- _What you need to do_
Output each record in full, exactly as it stands.

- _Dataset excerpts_

= = =

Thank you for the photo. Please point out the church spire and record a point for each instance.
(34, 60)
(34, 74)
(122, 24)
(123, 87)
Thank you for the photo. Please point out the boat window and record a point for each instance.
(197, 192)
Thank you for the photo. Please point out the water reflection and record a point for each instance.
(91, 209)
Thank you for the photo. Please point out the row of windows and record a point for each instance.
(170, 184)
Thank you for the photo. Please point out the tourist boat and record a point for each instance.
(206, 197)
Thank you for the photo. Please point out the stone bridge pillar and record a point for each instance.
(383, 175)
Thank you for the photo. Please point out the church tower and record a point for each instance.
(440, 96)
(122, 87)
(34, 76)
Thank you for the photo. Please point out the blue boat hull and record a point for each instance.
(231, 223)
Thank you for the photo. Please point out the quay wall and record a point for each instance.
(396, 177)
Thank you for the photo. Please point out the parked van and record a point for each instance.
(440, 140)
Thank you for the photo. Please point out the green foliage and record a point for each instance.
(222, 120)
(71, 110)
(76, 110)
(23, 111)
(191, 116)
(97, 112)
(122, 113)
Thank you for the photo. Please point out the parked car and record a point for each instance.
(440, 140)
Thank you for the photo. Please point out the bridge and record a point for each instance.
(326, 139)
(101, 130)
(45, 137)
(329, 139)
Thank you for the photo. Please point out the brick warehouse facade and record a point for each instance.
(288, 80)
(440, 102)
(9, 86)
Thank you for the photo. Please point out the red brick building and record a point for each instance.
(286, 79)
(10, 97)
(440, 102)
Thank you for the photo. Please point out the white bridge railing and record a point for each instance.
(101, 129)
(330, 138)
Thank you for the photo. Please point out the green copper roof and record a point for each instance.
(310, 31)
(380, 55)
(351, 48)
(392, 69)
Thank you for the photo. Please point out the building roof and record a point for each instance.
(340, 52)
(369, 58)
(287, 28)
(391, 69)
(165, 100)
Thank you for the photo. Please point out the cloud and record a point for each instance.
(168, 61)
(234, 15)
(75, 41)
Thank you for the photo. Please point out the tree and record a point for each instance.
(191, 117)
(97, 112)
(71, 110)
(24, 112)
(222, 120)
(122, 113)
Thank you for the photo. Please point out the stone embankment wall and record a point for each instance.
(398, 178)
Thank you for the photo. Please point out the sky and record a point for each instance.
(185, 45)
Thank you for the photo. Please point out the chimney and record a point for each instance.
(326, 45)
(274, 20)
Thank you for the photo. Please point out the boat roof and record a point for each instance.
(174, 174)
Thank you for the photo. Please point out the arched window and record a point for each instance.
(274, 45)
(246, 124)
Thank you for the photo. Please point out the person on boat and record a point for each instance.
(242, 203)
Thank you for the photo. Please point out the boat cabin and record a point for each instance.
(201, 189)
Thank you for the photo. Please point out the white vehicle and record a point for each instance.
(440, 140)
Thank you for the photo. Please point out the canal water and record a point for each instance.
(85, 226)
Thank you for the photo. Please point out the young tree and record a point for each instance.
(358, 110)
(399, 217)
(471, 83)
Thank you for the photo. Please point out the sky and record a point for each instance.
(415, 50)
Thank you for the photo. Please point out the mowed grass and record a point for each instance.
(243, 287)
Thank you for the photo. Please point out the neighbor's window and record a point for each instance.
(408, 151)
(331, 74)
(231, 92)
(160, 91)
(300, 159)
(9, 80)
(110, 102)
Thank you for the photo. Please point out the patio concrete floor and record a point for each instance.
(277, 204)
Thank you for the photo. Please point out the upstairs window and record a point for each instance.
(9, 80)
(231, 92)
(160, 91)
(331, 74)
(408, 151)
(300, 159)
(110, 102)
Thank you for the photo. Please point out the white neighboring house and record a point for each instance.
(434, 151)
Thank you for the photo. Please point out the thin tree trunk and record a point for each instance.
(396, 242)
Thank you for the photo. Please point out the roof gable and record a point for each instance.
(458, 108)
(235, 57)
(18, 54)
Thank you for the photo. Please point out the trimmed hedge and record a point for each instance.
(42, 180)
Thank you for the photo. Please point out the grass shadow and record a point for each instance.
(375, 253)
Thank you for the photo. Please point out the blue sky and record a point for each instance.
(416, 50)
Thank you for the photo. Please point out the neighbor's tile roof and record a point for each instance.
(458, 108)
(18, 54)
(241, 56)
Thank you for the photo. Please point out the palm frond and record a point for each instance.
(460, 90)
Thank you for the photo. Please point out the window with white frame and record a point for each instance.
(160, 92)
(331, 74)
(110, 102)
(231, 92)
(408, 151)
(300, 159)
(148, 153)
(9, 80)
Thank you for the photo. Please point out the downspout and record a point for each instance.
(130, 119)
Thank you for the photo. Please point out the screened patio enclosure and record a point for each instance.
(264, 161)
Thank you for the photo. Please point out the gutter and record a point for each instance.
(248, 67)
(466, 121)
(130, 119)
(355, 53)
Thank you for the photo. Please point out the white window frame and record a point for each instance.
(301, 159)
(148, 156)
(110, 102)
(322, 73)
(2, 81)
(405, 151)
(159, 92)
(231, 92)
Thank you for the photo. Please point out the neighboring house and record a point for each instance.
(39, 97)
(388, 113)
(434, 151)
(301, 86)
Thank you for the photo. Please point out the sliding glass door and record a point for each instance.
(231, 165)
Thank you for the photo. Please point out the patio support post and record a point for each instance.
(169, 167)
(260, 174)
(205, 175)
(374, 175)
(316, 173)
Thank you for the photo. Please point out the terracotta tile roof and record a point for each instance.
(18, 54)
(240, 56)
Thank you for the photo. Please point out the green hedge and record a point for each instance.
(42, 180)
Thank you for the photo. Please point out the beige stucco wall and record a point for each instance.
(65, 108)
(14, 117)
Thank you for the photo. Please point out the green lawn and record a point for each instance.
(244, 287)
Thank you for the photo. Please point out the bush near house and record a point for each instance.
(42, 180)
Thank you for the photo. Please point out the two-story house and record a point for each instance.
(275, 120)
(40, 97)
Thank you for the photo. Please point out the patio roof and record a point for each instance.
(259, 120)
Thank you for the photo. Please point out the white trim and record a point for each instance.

= = =

- _Answer section_
Thank you for the photo. Please point out the church spire and record a point for each instance.
(34, 60)
(34, 74)
(122, 24)
(123, 87)
Thank you for the photo. Please point out the boat window and record a point for each instance.
(197, 192)
Thank you for the photo. Please point out the water reflection and record a point for each instance.
(91, 209)
Thank you for the photo. Please point out the row of windows and record a point for each instance.
(170, 184)
Thank you for the photo. Please point out the tourist boat and record a point for each instance.
(206, 197)
Thank you for the photo. Please point out the stone bridge pillar and record a point for each instance.
(383, 175)
Thank you for the photo. Please point out the church tower and record a point for each instance.
(440, 96)
(122, 87)
(34, 76)
Thank you for the photo. Please point out the blue boat hull and record a point for each instance.
(231, 223)
Thank you for the photo. Please point out the quay wall and record a point for each instance.
(396, 177)
Thank you for the photo. Please point out the parked van and record a point for each instance.
(440, 140)
Thank you for the photo. Please point out the green foliage and record a point for each instance.
(222, 120)
(71, 110)
(76, 110)
(23, 111)
(191, 116)
(97, 112)
(122, 113)
Thank you for the photo. Please point out the parked car and record a point for each instance.
(440, 140)
Thank you for the photo. Please point out the bridge and record a point for each instance.
(326, 139)
(101, 130)
(45, 137)
(329, 139)
Thank you for the photo. Please point out the brick warehouse facade and record a point for each instance.
(288, 80)
(440, 102)
(9, 86)
Thank you for the photo. Please point out the red brick building and record a point for each instance.
(286, 79)
(10, 97)
(440, 102)
Thank you for the photo. Please point out the white bridge railing and record a point for each instance.
(101, 129)
(330, 138)
Thank you for the photo. Please point out the green copper roof and record a point for each instance.
(310, 31)
(380, 55)
(351, 48)
(392, 69)
Thank you for the photo. Please point out the building roof and record a point for each instance.
(340, 52)
(369, 58)
(287, 28)
(391, 69)
(165, 100)
Thank you for the photo. Please point out the cloud and record a point for each instance.
(168, 61)
(234, 15)
(75, 41)
Thank you for the photo. Please point out the tree and record a point for each instance.
(191, 117)
(97, 112)
(71, 110)
(24, 112)
(222, 120)
(122, 113)
Thank you for the photo. Please point out the stone embankment wall and record a point for each instance.
(398, 178)
Thank you for the photo. Please point out the sky and record a point for each instance.
(185, 45)
Thank you for the photo. Please point out the chimney and record a point for each instance.
(326, 45)
(274, 20)
Thank you for the photo. Please point out the boat roof and record a point for each instance.
(174, 174)
Thank you for the photo. Please point out the arched window and record a point for each instance.
(274, 45)
(246, 124)
Thank you for the photo. Please point out the person on boat and record a point for each instance.
(242, 203)
Thank you for the photo. Please point out the boat cabin and record a point for each instance.
(201, 189)
Thank you for the photo. Please point out the white vehicle and record a point for each instance.
(440, 140)
Thank you for the photo. Please point out the canal water and record a point for each instance.
(85, 226)
Thank you for the photo. Please point out the young tree and record a point for each instance.
(358, 110)
(399, 217)
(471, 83)
Thank you for the photo. Please point out the sky and record a point for each instance.
(415, 50)
Thank you for the photo. Please point out the mowed grass and record a point for each instance.
(243, 287)
Thank you for the photo. Please point out the neighbor's window and record a point for each instance.
(408, 151)
(331, 74)
(231, 92)
(160, 91)
(300, 159)
(9, 80)
(110, 102)
Thank you for the photo. Please point out the patio concrete floor and record a point for each instance.
(277, 204)
Thank you for the photo. Please point out the upstairs window and record a point for each instance.
(9, 80)
(231, 92)
(160, 91)
(331, 74)
(408, 151)
(300, 159)
(110, 102)
Thank you for the photo. Please point out the white neighboring house and record a point for each instance.
(434, 151)
Thank you for the photo. Please point out the thin tree trunk and record a point for each instance.
(396, 242)
Thank you for the photo. Please point out the roof gable and record a point for each instance.
(458, 108)
(235, 57)
(18, 54)
Thank you for the photo. Please point out the trimmed hedge and record a point for each instance.
(42, 180)
Thank you for the photo. Please point out the grass shadow and record a point for each instance.
(375, 253)
Thank you for the photo. Please point out the blue sky and record a point for each instance.
(416, 50)
Thank you for the photo. Please point out the neighbor's tile roof and record a point for each instance.
(458, 108)
(18, 54)
(241, 56)
Thank you for the photo. Please point out the palm frond and record a point for each instance.
(460, 90)
Thank you for the photo. Please point out the window with white frame and record a point for each instance.
(160, 92)
(331, 74)
(110, 102)
(231, 92)
(408, 151)
(300, 159)
(148, 153)
(9, 80)
Thank you for the photo. Please point out the downspout and record a point for each instance.
(130, 119)
Thank you for the photo. Please point out the screened patio enclosure and record a point for each instance.
(264, 161)
Thank you for the photo. Please point out the gutter and record a point for each instance.
(248, 67)
(466, 121)
(130, 119)
(355, 53)
Thank you for the photo. Please point out the white window frame and record a point for each instance.
(301, 159)
(148, 156)
(110, 102)
(322, 73)
(2, 81)
(405, 151)
(159, 92)
(231, 92)
Thank you for the photo. Please point out the neighboring house and record a point for each instance.
(39, 97)
(388, 113)
(434, 151)
(301, 86)
Thank you for the photo. Please point out the sliding glass door and record a point for each instance.
(231, 165)
Thank you for the photo. Please point out the patio support post and record a point for each instance.
(169, 167)
(260, 174)
(205, 175)
(374, 175)
(316, 173)
Thank you for the photo. Please point out the terracotta tile roof and record a point for each instance.
(18, 54)
(240, 56)
Thank you for the photo. Please point out the green hedge and record a point for each instance.
(42, 180)
Thank you for the photo. Please point out the beige stucco wall and record a point for each instance.
(65, 108)
(14, 117)
Thank you for the photo. Please point out the green lawn and record a point for each instance.
(244, 287)
Thank you for the photo. Please point out the bush near house and record a point for each instance.
(42, 180)
Thank you for the photo. Please point out the two-story house and record a point for each instance.
(275, 120)
(40, 97)
Thank you for the photo. Please point out the patio roof and record a point for each instance.
(259, 120)
Thank you for the photo. Please point out the white trim and record a point for each instance.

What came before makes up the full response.